* **TASK DESCRIPTION**: Quote the data below in full, please, without altering anything.

* **DATA SECTION**:
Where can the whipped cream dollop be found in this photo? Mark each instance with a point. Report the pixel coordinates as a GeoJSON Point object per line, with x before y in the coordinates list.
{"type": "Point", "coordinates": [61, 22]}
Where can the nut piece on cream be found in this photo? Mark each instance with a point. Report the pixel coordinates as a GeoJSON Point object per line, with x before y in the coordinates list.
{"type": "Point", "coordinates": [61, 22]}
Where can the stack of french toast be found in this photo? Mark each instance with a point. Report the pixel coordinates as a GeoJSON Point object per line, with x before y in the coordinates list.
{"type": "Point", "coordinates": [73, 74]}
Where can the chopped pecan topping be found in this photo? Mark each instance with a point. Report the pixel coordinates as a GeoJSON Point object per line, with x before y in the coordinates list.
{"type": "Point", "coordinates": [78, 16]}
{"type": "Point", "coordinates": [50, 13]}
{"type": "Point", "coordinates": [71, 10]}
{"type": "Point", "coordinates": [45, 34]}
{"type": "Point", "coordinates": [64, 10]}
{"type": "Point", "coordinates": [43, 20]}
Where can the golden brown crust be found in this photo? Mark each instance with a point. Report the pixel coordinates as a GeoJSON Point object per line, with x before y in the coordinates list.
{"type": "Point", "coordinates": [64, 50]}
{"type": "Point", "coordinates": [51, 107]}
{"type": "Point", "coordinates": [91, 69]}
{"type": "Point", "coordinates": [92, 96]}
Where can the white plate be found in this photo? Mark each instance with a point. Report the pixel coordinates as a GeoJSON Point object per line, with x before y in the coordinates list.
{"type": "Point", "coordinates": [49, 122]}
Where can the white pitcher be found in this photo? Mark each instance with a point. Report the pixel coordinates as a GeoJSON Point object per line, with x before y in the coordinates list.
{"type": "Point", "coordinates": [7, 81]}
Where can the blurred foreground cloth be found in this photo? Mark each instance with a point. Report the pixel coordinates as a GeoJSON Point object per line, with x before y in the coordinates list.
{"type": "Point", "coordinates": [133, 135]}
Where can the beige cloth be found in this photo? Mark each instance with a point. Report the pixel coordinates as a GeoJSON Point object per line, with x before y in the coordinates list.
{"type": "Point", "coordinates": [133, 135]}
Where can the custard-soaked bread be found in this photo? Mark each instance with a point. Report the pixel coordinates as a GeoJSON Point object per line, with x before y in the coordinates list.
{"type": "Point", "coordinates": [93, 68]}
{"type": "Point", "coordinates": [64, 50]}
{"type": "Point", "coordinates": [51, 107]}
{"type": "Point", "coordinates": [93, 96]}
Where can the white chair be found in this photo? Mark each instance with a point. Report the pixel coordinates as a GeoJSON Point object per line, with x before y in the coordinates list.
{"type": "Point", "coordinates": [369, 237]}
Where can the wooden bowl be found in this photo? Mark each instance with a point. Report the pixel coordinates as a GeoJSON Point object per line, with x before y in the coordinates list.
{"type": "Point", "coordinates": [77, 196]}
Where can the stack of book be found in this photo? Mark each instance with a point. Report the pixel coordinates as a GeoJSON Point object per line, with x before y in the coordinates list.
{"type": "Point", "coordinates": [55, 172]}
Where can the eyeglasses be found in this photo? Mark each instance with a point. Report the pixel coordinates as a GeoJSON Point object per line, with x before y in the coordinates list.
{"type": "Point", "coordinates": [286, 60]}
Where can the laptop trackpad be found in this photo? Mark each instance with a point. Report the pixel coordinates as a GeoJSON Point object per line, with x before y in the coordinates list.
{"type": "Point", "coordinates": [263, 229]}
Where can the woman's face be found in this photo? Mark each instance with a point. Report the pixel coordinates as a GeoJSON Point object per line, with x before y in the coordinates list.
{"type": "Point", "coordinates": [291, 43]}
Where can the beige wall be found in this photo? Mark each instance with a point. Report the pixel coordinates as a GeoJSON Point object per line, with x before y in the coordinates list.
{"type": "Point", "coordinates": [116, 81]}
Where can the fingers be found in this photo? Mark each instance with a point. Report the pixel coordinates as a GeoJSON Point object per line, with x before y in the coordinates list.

* **RESPONSE FOR THIS EXERCISE**:
Where can the whipped cream dollop be found in this photo? Mark each instance with a point. Report the pixel coordinates as a GeoJSON Point object per line, with x before y in the coordinates list.
{"type": "Point", "coordinates": [61, 22]}
Where can the nut piece on cream be found in this photo? Mark each instance with a point. Report the pixel coordinates as a GeoJSON Point object per line, with x before y in the coordinates list.
{"type": "Point", "coordinates": [61, 22]}
Where can the stack of french toast be found in this photo? Mark each instance with a point. Report the pixel coordinates as a GeoJSON Point object per line, with x before y in the coordinates list.
{"type": "Point", "coordinates": [73, 74]}
Where can the chopped pecan topping be found in this photo? Mark each instance with a point. Report the pixel coordinates as a GeoJSON Point object per line, with x before y in the coordinates list.
{"type": "Point", "coordinates": [78, 16]}
{"type": "Point", "coordinates": [50, 13]}
{"type": "Point", "coordinates": [71, 10]}
{"type": "Point", "coordinates": [45, 34]}
{"type": "Point", "coordinates": [64, 10]}
{"type": "Point", "coordinates": [43, 20]}
Where can the golden brown crust be found in this photo? Mark each instance with a point. Report the pixel coordinates as a GeoJSON Point object per line, with x before y in the coordinates list.
{"type": "Point", "coordinates": [64, 50]}
{"type": "Point", "coordinates": [51, 107]}
{"type": "Point", "coordinates": [91, 69]}
{"type": "Point", "coordinates": [92, 96]}
Where can the white plate be found in this photo? Mark each instance with a point. Report the pixel coordinates as a GeoJSON Point object per line, with x before y in the coordinates list.
{"type": "Point", "coordinates": [49, 122]}
Where can the white pitcher be found in this photo? Mark each instance with a point. Report the pixel coordinates as a GeoJSON Point object per line, with x before y in the coordinates list.
{"type": "Point", "coordinates": [7, 81]}
Where can the blurred foreground cloth be found in this photo? Mark each instance with a point. Report the pixel coordinates as a GeoJSON Point object per line, with x before y in the coordinates list.
{"type": "Point", "coordinates": [133, 135]}
Where can the beige cloth be found in this photo? Mark each instance with a point. Report the pixel coordinates as a GeoJSON Point object per line, with x before y in the coordinates list.
{"type": "Point", "coordinates": [133, 135]}
Where can the custard-soaked bread be found in this photo? Mark each instance with a point. Report the pixel coordinates as a GeoJSON Point object per line, with x before y in the coordinates list.
{"type": "Point", "coordinates": [93, 68]}
{"type": "Point", "coordinates": [64, 50]}
{"type": "Point", "coordinates": [51, 107]}
{"type": "Point", "coordinates": [93, 96]}
Where can the white chair be found in this photo? Mark each instance with a point. Report the pixel coordinates as a GeoJSON Point object per line, with x before y in the coordinates list.
{"type": "Point", "coordinates": [369, 237]}
Where can the wooden bowl be found in this photo? Mark each instance with a point. Report the pixel coordinates as a GeoJSON Point object per line, with x before y in the coordinates list.
{"type": "Point", "coordinates": [77, 196]}
Where can the stack of book be found in this photo? Mark each instance with a point. Report the pixel coordinates as a GeoJSON Point object per line, with x before y in the coordinates list.
{"type": "Point", "coordinates": [55, 172]}
Where can the eyeglasses be found in this photo? Mark each instance with a point. Report the pixel coordinates as a GeoJSON Point object per line, with x before y in the coordinates list.
{"type": "Point", "coordinates": [286, 60]}
Where can the laptop trackpad be found in this photo? Mark each instance with a point. Report the pixel coordinates as a GeoJSON Point object per line, with x before y in the coordinates list.
{"type": "Point", "coordinates": [263, 229]}
Where can the woman's face be found in this photo? Mark each instance with a point. Report the pixel coordinates as a GeoJSON Point object per line, with x before y in the coordinates list.
{"type": "Point", "coordinates": [291, 43]}
Where can the beige wall be found in this photo? Mark each instance with a point. Report the pixel coordinates as a GeoJSON Point object per line, with x before y in the coordinates list.
{"type": "Point", "coordinates": [116, 81]}
Where can the fingers be found in this photo? Mark each instance with a point. Report the pixel coordinates as a GeoJSON Point object per line, with x before y in the coordinates list.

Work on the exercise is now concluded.